= Information shown =
---
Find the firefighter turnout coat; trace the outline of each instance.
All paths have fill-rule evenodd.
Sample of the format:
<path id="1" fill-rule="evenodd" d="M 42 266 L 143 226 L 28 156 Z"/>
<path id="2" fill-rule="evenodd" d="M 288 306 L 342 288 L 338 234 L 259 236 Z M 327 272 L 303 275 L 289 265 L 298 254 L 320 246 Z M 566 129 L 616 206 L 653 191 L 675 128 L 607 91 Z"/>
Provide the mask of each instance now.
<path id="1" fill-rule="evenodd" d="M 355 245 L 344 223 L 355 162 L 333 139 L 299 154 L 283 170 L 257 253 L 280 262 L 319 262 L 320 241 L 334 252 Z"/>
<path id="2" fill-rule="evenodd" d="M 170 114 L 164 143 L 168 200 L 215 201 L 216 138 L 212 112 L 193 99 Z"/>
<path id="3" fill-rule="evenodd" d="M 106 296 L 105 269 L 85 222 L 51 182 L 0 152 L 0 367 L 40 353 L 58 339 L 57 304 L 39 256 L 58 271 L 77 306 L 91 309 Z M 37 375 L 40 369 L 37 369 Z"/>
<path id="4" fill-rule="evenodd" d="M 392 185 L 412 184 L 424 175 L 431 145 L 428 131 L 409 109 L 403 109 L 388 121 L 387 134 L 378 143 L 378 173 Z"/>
---
= Problem requirements =
Please rewrite the entries above, changing "turnout coat" to "bunker coat" and leaving everything else as it is.

= Answer =
Find the firefighter bunker coat; trace the outline of each instance.
All paths have fill-rule evenodd.
Sample of the format:
<path id="1" fill-rule="evenodd" d="M 42 266 L 143 226 L 28 156 Z"/>
<path id="2" fill-rule="evenodd" d="M 288 306 L 342 288 L 338 234 L 259 236 Z M 327 272 L 303 275 L 289 265 L 298 254 L 320 246 Z M 566 129 L 616 206 L 653 191 L 675 128 L 607 91 Z"/>
Provide the mask of each instance now.
<path id="1" fill-rule="evenodd" d="M 355 245 L 344 223 L 355 162 L 333 139 L 299 154 L 283 170 L 257 253 L 280 262 L 319 262 L 320 241 L 334 252 Z"/>
<path id="2" fill-rule="evenodd" d="M 170 114 L 164 143 L 168 200 L 215 201 L 216 138 L 212 112 L 193 99 Z"/>
<path id="3" fill-rule="evenodd" d="M 106 296 L 105 269 L 85 222 L 51 182 L 0 152 L 0 367 L 40 353 L 58 339 L 57 304 L 39 256 L 58 271 L 77 306 L 91 309 Z M 37 375 L 40 369 L 37 369 Z"/>
<path id="4" fill-rule="evenodd" d="M 392 185 L 412 184 L 424 175 L 431 145 L 428 131 L 409 109 L 403 109 L 388 121 L 387 134 L 378 143 L 378 173 Z"/>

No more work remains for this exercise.